**Short exercise:**
Convert the data below into a numbered list, starting at the line containing "Segment straw bundle visible above." and continuing through the line containing "[389,0,626,354]", both included, and omit any blank lines. Leave the pictures out of the answer.

**Listed records:**
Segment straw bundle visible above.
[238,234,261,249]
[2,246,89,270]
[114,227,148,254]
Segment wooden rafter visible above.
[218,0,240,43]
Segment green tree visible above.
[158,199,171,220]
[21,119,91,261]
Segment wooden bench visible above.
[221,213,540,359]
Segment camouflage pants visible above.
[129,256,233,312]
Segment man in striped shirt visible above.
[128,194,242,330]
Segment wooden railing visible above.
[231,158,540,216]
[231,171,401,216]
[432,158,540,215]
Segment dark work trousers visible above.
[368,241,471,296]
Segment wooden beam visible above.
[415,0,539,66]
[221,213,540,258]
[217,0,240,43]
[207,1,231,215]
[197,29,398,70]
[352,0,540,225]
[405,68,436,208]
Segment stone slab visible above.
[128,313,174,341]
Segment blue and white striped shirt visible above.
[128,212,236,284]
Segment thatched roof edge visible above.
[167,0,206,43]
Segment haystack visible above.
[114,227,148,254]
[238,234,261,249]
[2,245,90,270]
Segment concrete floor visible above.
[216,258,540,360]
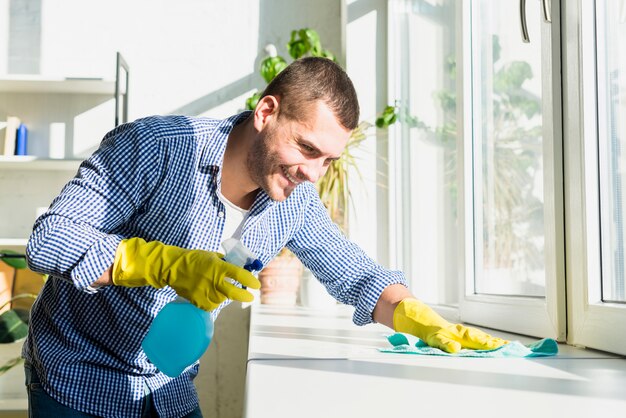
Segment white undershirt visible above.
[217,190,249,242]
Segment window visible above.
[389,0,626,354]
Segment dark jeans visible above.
--
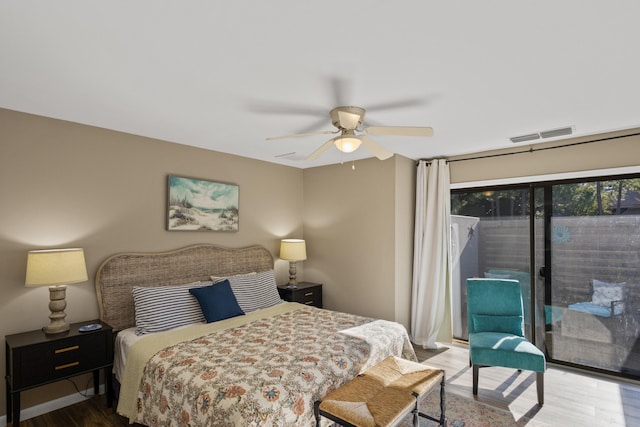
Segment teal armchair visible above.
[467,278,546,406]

**The answer:**
1. Segment straw bundle visible above.
2. [238,234,261,249]
3. [2,246,89,270]
4. [114,227,148,254]
5. Segment wooden rafter visible above.
6. [218,0,240,43]
7. Segment green tree visible above.
8. [158,199,171,220]
9. [21,119,91,261]
10. Segment wooden bench visible above.
11. [221,213,540,359]
12. Segment camouflage pants visible above.
13. [129,256,233,312]
14. Segment man in striped shirt visible above.
15. [128,194,242,330]
16. Segment wooden railing visible above.
17. [231,158,540,216]
18. [231,171,401,216]
19. [432,158,540,215]
20. Segment dark work trousers visible above.
21. [368,241,471,296]
22. Segment wooden beam visible above.
23. [415,0,539,66]
24. [221,213,540,258]
25. [217,0,240,43]
26. [207,1,231,215]
27. [197,29,398,70]
28. [352,0,540,225]
29. [405,68,436,208]
30. Segment stone slab visible above.
31. [128,313,174,341]
32. Segment blue and white striped shirt visible above.
33. [128,212,236,284]
34. Segment thatched roof edge visible above.
35. [167,0,206,43]
36. Segment haystack visible above.
37. [114,227,148,254]
38. [238,234,261,249]
39. [2,245,90,270]
40. Segment concrete floor visible above.
41. [216,258,540,360]
42. Segment white undershirt visible above.
43. [217,190,249,242]
44. Segment window visible above.
45. [389,0,626,354]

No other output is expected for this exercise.